→ THE TASK
Look below for the lines from the one with "Target: bed ladder" to the one with "Can you find the ceiling?", and copy exactly those lines, both ends included.

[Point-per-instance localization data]
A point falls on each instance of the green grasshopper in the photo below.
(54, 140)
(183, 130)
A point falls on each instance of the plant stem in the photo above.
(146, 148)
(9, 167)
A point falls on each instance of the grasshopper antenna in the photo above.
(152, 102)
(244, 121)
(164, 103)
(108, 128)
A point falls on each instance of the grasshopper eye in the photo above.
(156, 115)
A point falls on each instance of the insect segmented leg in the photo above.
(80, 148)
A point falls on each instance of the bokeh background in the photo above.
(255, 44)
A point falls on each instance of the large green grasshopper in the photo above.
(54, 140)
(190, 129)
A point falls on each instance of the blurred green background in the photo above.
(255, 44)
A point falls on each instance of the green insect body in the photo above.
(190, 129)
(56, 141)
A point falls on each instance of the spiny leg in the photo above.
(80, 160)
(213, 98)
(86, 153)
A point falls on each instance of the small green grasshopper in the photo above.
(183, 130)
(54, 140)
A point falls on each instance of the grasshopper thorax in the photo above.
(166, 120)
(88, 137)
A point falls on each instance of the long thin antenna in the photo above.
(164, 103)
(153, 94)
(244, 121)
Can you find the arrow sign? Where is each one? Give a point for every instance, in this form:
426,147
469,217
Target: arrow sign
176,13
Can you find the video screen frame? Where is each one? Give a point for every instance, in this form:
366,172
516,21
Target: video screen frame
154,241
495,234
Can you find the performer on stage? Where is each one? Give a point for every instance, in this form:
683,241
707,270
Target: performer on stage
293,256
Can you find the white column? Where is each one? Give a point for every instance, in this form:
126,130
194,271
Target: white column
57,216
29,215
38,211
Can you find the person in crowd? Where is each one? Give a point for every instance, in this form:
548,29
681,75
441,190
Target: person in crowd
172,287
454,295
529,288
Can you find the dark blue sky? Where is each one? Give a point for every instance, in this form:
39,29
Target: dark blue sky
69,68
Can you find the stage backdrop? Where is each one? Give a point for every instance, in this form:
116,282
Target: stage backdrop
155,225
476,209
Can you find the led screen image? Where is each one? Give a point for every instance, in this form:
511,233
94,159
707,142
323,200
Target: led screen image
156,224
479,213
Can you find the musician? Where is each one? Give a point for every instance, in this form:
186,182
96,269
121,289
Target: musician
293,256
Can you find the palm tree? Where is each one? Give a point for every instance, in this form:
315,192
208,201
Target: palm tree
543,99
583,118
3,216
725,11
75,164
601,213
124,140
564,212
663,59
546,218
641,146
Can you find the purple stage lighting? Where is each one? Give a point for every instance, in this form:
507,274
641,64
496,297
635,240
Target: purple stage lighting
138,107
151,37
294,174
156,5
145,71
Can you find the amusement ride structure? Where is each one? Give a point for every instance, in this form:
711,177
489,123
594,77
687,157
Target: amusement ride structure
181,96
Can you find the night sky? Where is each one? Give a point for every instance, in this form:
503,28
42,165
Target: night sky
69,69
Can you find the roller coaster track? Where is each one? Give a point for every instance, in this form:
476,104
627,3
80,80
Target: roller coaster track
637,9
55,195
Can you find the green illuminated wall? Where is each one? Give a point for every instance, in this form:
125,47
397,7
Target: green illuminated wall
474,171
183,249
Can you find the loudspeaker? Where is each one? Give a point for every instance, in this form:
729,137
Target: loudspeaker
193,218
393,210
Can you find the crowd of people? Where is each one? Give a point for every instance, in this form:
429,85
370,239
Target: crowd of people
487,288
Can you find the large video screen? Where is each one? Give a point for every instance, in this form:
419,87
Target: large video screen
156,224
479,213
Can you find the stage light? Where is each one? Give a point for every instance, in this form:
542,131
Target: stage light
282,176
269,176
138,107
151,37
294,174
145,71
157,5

==

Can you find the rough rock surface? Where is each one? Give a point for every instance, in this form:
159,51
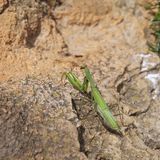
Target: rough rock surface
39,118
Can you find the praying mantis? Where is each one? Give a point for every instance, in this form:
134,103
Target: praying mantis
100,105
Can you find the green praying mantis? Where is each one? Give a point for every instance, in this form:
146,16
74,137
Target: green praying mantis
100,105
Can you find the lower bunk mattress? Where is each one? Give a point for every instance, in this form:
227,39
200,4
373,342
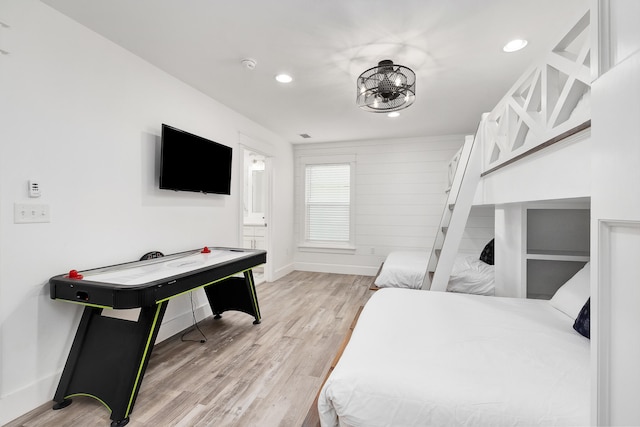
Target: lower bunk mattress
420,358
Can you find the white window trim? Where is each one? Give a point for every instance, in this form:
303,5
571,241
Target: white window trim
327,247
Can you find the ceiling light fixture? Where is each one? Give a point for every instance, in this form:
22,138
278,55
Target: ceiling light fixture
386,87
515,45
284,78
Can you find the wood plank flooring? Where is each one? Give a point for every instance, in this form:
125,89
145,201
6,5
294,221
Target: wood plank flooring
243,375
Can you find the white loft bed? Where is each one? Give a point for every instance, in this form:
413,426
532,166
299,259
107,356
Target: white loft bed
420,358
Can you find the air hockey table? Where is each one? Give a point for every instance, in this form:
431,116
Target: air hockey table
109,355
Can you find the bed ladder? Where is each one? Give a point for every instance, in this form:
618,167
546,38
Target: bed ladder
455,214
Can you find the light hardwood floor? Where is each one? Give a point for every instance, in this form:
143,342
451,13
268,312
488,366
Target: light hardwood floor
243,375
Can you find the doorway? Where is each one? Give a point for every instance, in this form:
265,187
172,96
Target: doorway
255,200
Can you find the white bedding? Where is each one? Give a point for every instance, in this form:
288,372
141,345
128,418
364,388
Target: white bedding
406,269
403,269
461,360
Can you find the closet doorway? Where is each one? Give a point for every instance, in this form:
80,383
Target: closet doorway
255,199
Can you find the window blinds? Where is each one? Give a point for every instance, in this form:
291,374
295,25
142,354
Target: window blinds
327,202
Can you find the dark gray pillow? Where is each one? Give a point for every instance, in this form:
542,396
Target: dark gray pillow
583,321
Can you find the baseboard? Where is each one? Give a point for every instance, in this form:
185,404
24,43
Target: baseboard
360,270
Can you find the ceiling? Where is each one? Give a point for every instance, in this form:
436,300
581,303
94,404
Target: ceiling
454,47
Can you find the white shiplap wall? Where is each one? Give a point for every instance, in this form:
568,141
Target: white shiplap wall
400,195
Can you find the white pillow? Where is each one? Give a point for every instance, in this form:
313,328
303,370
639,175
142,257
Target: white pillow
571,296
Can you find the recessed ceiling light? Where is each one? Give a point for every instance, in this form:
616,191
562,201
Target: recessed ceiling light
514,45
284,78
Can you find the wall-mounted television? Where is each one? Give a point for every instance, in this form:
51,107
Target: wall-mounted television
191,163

→ SOLUTION TO THIS PROBLEM
Target: bed ladder
455,214
Can you find the light hardwood floor? Where is each one? Give a point for every instance, in this form:
143,342
451,13
268,312
488,366
Target: light hardwood floor
243,375
Can you find the doorway? Where is each one? Give a point for every instance, in this form:
265,187
172,96
Target: doorway
255,200
Can you find the white bedding? Where is each one? Give a point for every instance, in this form:
288,372
141,345
128,418
364,388
Target: white bedding
406,269
403,269
461,360
Can you find the closet doorway? Where is each one? Give a point for every instance, in this form:
80,383
Target: closet doorway
255,199
Can you find the window blinds? Where is each one? Give a point for every instance, in this form:
291,374
295,25
142,354
Target: window blinds
327,202
Can you find the dark gray pillow? Where is each one? Give a point for every instance, in this form:
542,396
Target: dark gray pillow
583,321
Can you find the baseboard? Where is each one? Give a point for every instance, in this form:
185,404
24,43
Target: baseboard
360,270
Can you find the ceiling? Where is each one? Give a point for every instance, in this form:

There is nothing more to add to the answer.